» Exercise aim
Without pictures, retype the following entries exactly.
───── Supplied information
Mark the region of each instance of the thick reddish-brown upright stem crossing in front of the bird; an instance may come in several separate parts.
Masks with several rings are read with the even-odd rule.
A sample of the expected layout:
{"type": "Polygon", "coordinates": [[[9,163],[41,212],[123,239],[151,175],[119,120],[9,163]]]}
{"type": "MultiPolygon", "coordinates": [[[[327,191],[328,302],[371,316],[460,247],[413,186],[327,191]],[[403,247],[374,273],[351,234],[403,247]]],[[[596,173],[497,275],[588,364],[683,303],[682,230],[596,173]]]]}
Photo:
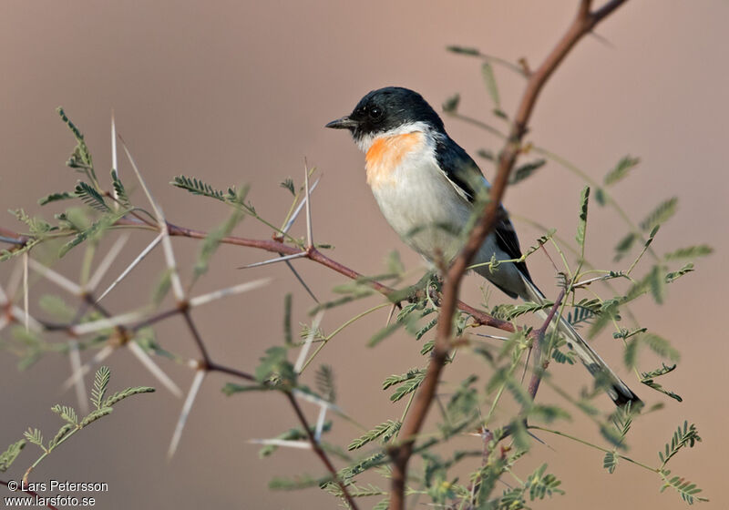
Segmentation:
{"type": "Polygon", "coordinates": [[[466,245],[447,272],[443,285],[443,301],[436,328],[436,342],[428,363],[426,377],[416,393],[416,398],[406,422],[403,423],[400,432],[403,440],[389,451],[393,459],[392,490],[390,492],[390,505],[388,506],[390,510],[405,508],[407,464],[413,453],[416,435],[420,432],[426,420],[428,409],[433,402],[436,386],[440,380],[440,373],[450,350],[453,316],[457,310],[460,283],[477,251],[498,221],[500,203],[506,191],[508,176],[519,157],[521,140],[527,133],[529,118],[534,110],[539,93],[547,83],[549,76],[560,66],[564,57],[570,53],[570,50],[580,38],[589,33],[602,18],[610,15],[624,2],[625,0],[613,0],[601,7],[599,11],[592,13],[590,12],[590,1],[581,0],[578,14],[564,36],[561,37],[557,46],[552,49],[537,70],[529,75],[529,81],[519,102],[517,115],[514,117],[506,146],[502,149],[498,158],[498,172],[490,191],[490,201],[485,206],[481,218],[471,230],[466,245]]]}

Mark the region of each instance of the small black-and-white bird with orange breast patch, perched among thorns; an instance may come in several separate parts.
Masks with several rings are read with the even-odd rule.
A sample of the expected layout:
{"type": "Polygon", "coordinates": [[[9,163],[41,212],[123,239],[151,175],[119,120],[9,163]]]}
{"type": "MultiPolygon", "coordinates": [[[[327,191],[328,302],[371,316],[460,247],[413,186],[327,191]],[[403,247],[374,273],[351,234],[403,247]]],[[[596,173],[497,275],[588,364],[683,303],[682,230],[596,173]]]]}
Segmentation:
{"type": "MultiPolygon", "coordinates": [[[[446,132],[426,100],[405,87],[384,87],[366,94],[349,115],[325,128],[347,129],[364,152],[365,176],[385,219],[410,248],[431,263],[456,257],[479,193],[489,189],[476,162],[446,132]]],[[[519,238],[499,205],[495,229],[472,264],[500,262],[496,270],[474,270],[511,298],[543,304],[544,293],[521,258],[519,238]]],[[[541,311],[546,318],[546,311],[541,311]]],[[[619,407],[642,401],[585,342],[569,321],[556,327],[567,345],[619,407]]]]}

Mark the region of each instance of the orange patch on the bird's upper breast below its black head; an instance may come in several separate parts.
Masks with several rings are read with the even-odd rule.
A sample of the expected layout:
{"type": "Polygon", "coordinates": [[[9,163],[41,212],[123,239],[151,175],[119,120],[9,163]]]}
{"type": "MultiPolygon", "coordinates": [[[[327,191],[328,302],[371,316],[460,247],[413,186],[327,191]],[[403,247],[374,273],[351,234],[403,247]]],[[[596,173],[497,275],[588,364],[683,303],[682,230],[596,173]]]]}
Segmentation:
──────────
» Worked solution
Mark the region of each instance of the thick reddish-brown upright stem crossing in front of the bird; an instance may come in several separate parts.
Masks with several rings are read with the even-odd rule.
A sample of the expected layout:
{"type": "Polygon", "coordinates": [[[9,163],[41,212],[123,239],[151,175],[119,120],[9,163]]]}
{"type": "MultiPolygon", "coordinates": [[[[327,191],[328,302],[371,316],[460,247],[413,186],[327,191]],[[403,247],[374,273],[351,234],[403,247]]],[[[596,173],[497,275],[588,364],[683,303],[682,230],[596,173]]]]}
Photo:
Segmentation:
{"type": "Polygon", "coordinates": [[[466,245],[447,272],[443,285],[443,301],[436,328],[436,342],[428,363],[426,377],[416,393],[416,398],[406,422],[403,423],[400,432],[403,440],[389,451],[393,459],[392,490],[390,492],[390,505],[388,506],[390,510],[405,508],[407,464],[413,453],[416,435],[420,432],[426,420],[428,409],[433,402],[436,386],[440,380],[440,373],[450,350],[453,316],[457,310],[460,283],[477,251],[498,221],[500,203],[506,191],[508,176],[519,157],[521,140],[527,133],[529,118],[534,110],[539,93],[547,83],[549,76],[560,66],[564,57],[570,53],[570,50],[580,38],[589,33],[602,18],[610,15],[624,2],[625,0],[613,0],[601,7],[599,11],[592,13],[590,12],[590,1],[581,0],[578,14],[564,36],[561,37],[557,46],[552,49],[537,70],[529,75],[529,81],[519,102],[517,115],[514,117],[506,146],[502,149],[498,158],[498,172],[490,191],[490,201],[485,206],[481,218],[471,230],[466,245]]]}

Mark the region of each instance of the small black-and-white bird with orange breast patch, perched among thorns; an instance may come in several separate parts.
Masks with several rings are read with the even-odd rule.
A sample of the expected layout:
{"type": "Polygon", "coordinates": [[[9,163],[41,212],[123,239],[151,175],[119,120],[9,163]]]}
{"type": "MultiPolygon", "coordinates": [[[[327,191],[328,302],[371,316],[460,247],[413,186],[327,191]],[[403,247],[374,273],[351,234],[403,247]]],[[[596,173],[497,275],[588,364],[683,303],[682,230],[596,173]]]]}
Segmentation:
{"type": "MultiPolygon", "coordinates": [[[[446,132],[426,100],[405,87],[384,87],[366,94],[349,115],[325,128],[347,129],[364,152],[365,176],[385,219],[410,248],[431,263],[456,257],[479,193],[489,189],[476,162],[446,132]]],[[[519,238],[499,205],[495,229],[472,264],[500,262],[496,270],[474,270],[511,298],[543,304],[544,293],[521,258],[519,238]]],[[[541,311],[546,318],[546,311],[541,311]]],[[[619,407],[642,401],[585,342],[569,321],[556,327],[567,345],[619,407]]]]}

Mark the region of each instance of the orange patch on the bird's upper breast below its black head; an instance may come in several separate parts.
Masks with several rings are read with the even-odd rule.
A sample of the expected layout:
{"type": "Polygon", "coordinates": [[[9,163],[41,212],[123,239],[151,175],[119,120],[9,163]]]}
{"type": "MultiPolygon", "coordinates": [[[[327,191],[328,302],[371,316],[460,247],[413,186],[327,191]],[[403,247],[374,273],[351,234],[403,247]]],[[[596,173],[497,275],[588,364],[683,303],[682,230],[596,173]]]]}
Segmentation:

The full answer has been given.